■ ACTION ITEM
Copy out each line of the data below in which "bird" appears.

(Dataset entries)
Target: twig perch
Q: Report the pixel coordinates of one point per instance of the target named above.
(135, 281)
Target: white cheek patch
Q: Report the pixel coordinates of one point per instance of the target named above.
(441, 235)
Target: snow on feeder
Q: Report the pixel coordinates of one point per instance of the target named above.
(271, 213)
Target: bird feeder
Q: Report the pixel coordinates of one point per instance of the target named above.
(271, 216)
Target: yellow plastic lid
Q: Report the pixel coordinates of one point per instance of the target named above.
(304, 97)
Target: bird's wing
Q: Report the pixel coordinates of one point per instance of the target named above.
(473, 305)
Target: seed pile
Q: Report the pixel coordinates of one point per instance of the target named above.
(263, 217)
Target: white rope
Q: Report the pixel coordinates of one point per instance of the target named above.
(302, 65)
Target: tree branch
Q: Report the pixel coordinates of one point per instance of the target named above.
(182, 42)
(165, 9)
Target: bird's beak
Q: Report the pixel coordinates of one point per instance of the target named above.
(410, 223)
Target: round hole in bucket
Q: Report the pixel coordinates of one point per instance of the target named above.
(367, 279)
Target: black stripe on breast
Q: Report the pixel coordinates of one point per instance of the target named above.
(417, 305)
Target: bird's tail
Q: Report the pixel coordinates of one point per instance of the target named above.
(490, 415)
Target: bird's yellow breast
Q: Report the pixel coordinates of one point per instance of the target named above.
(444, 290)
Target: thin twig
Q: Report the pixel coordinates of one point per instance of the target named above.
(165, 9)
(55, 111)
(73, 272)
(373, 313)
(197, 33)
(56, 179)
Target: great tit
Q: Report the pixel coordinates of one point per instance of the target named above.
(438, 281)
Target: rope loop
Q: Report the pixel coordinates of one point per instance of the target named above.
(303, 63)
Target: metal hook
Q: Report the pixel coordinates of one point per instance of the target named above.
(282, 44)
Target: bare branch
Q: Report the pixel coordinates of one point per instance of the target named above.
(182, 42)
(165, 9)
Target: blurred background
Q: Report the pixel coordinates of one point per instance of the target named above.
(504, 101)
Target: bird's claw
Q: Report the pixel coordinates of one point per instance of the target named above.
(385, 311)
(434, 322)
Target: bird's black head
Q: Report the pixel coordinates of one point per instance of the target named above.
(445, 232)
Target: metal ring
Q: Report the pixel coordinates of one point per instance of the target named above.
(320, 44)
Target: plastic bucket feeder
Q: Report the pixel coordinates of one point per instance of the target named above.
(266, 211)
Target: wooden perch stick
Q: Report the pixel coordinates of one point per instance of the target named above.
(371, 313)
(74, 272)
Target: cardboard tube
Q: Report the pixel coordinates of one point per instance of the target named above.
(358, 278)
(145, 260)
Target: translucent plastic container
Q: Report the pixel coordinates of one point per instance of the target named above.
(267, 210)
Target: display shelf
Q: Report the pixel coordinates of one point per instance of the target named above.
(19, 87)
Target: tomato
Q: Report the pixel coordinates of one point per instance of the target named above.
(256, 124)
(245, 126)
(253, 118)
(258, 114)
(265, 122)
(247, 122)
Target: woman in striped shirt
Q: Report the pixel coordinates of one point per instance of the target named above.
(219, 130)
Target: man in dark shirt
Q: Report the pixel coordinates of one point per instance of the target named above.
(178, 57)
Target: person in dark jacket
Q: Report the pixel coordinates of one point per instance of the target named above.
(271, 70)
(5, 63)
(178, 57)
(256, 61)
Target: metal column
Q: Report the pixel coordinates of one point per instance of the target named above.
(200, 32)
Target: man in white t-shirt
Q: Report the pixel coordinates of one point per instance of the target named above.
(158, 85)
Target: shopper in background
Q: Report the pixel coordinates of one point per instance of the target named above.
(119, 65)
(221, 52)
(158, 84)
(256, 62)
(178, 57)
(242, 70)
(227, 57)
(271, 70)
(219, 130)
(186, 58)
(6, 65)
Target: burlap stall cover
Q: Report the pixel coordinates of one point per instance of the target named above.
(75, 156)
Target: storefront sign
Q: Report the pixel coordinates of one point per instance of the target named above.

■ EXERCISE RESPONSE
Target: bird feeder
Target: bird's wing
Target: bird's beak
Target: bird's tail
Target: bird's yellow breast
Target: bird's claw
Target: bird's black head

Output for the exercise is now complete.